Do this: Continue the forum thread about the Springfield long-slide 1911 from where it stops.

Text block:
>>>>

# Springfield Long-Slide 1911-A1 Owners?



## JeffWard (Aug 24, 2007)

Comments/Concerns on this gun?

I love my XD 45
I want a 1911 Style Pistol for target shooting
I like the long-slide look...

Suggestions?

Thanks
Jeff


----------



## nicknitro71 (Oct 15, 2007)

I have a Trophy Match Long Slide. What can I say? It rocks! The recoil is noticeably lower and at 70 yards the accuracy is better in the order of 3".


----------



## DevilsJohnson (Oct 21, 2007)

I want one really bad. Damn they are nice:smt023


----------



## E45 (Nov 19, 2007)

I picked up a V-16 Stainless a couple months ago.
It was abused by the previous owner,so I'm "restoring" it per se.
Upgrading some parts with Wilson Combat replacements.
I'll post pics when it's finished, but that won't be for a few months.

<<<<

(Pointing material)
>>>>

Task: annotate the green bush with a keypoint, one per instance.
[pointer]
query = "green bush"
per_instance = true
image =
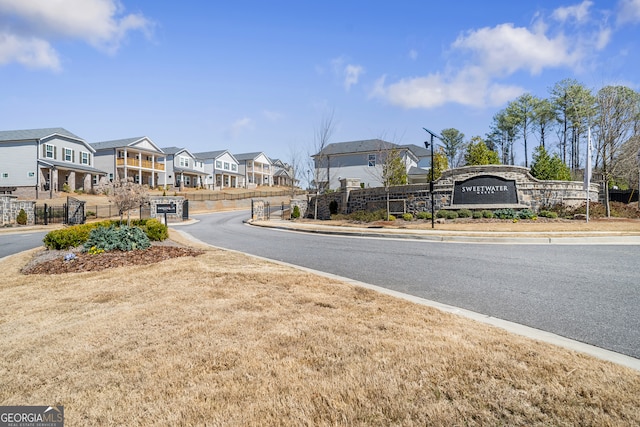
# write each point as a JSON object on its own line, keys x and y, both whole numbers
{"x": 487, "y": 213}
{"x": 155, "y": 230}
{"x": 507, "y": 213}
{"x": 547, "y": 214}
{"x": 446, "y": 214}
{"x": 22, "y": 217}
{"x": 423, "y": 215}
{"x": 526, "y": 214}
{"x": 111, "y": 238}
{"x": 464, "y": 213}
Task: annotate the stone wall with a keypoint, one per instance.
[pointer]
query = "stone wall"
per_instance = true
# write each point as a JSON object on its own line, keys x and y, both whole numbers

<<<<
>>>>

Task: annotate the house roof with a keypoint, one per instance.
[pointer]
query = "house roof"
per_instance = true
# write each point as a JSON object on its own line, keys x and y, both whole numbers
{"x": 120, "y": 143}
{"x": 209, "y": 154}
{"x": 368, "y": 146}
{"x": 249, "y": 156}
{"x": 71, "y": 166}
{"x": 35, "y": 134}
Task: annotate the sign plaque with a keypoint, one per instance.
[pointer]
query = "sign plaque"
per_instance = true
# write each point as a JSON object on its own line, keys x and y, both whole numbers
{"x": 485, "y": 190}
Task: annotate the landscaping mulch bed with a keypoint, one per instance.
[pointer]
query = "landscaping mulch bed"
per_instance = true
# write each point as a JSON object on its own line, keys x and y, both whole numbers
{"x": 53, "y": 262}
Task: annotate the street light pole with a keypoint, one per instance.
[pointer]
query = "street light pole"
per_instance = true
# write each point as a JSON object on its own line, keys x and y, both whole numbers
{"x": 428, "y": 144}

<<<<

Reply:
----------



## chuckscap (Jan 19, 2009)

I've had one since about 2002, have a few thousand rounds through it. It's an awesome gun. Mine shoot sub 1" groups at 25 yards when I do my part off of a rest. No problem shooting 1.5" groups (center to center) at 15 yards free standing rapid fire. I shoot regular 45 ACP hardball and 45 Super handloads (230g Golden Sabre's at 1100 fps). Do replace the magazines with Wilson's. The Springfield magazines are junk in my opinion.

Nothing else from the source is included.